• _Requirements_:
[a] In the trees-and-graphs article, how many vertices and edges does the graph covering roads from Code Fellows to the Space Needle contain?
[b] Decide whether each statement agrees with the trees-and-graphs article, answering yes or no and quoting the deciding words: (i) The interview books in the Code Fellows library place graph questions and tree questions in separate chapters. (ii) Each edge of a graph is a pair of vertices. (iii) On the map graph, the Space Needle is marked in yellow.

— START OF Document segment —

# Trees as graphs vs. Trees as data structures

## Helping students prepare to get a job is a really important part of what Code Fellows does. Part of this is acing the technical interview, so we spend a lot of time practicing white-boarding with algorithmic problems that our students can be confident when faced with similar questions.

I have seen students hone their skills by borrowing copies of the developer interview books in the Code Fellows “library.” What’s interesting about these books is that they lump questions about graphs and trees into the same chapter.

Technically, trees *are* graphs. But if you want to show you know what
you are talking about during an interview, you need to know when being a graph is
important, and when it’s not. (And, maybe, just maybe, you might actually find some of this stuff useful in your
career.)

## Trees from graphs

Graphs come out of mathematics and are used to describe or model problems. For example, if we wanted to model finding a route for walking from Code Fellows to the foot of the Space Needle, we could represent this using a graph.

A *graph* is a mathematical structure consisting of a set *V* of vertices, and a
set *E* of edges, each of which is a pair of vertices.

Our graph of South Lake Union would have a vertex for each place that we have a choice of direction, e.g. outside the Code Fellows door and at each intersection. An edge between two vertices represents the fact that we can walk from one location to the other.

Selecting just part of Seattle to make a graph that covers roads from Code Fellows (yellow) to the Space Needle (blue) gives us 106 vertices and 172 edges.

— END OF Document segment —
— START OF Data supplied —

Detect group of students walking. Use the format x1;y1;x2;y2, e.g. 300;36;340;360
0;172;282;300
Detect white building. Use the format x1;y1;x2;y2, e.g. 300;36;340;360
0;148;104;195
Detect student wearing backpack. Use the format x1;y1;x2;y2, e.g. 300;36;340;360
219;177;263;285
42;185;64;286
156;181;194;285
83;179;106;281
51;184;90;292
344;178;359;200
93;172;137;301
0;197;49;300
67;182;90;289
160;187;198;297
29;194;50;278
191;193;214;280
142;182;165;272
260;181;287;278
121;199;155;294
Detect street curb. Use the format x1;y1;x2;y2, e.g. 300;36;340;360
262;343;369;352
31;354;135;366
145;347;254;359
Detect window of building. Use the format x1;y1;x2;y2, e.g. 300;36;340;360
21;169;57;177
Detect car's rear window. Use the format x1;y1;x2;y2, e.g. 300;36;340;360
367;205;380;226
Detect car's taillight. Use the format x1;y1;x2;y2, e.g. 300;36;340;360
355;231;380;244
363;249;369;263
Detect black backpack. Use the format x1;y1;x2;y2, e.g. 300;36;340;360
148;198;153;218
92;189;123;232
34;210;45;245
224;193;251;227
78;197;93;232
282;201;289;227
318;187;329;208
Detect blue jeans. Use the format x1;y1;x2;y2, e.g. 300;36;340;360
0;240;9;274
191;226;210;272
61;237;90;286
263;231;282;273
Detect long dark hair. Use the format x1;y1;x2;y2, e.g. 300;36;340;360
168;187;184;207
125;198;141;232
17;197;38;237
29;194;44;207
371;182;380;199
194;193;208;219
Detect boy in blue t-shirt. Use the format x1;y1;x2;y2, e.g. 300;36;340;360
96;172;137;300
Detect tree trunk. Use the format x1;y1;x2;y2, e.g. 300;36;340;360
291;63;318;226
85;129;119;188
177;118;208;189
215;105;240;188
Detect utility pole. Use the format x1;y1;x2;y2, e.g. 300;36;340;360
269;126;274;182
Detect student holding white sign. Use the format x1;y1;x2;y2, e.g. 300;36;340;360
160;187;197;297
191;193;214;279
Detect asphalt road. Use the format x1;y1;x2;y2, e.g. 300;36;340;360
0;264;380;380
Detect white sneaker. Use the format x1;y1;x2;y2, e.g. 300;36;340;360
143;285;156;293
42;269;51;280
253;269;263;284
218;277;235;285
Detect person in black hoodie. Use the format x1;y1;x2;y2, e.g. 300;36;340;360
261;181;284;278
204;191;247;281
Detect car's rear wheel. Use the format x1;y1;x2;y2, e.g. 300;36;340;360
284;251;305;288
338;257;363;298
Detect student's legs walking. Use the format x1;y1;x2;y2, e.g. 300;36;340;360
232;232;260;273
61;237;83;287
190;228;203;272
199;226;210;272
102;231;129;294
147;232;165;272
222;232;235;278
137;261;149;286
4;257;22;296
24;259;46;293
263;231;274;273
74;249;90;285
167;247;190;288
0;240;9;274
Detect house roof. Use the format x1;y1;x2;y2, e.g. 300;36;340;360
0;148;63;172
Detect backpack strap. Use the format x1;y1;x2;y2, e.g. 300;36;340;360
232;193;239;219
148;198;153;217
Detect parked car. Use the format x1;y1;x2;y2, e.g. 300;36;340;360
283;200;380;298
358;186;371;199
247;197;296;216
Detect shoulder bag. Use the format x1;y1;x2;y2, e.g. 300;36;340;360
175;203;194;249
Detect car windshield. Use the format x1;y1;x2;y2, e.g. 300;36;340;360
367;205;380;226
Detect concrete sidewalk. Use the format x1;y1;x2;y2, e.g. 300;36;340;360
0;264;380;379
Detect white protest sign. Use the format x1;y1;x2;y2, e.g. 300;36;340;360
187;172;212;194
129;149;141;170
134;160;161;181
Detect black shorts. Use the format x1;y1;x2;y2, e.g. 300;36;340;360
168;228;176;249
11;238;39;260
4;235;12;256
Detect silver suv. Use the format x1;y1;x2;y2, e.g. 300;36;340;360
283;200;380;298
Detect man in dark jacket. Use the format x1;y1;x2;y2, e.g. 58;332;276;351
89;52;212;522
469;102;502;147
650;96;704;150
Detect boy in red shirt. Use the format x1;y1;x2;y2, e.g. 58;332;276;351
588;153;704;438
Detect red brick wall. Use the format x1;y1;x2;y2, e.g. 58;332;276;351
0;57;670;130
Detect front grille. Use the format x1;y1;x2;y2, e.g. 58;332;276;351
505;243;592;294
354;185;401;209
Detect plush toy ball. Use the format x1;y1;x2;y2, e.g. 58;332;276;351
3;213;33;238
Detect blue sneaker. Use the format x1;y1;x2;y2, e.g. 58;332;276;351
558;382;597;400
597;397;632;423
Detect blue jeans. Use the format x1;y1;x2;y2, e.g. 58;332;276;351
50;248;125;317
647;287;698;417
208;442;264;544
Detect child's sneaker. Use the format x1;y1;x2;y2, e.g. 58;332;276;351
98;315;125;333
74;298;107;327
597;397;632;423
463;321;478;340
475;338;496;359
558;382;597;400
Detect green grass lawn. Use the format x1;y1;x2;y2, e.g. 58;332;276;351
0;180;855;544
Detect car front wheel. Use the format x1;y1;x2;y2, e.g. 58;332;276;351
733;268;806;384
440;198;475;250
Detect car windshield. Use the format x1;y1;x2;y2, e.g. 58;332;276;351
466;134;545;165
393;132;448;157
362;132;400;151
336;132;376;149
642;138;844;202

— END OF Data supplied —

• _Per-task answers_:
[a] 106 vertices and 172 edges.

[b]
(i) No: "they lump questions about graphs and trees into the same chapter."
(ii) Yes: "each of which is a pair of vertices."
(iii) No: "the Space Needle (blue)"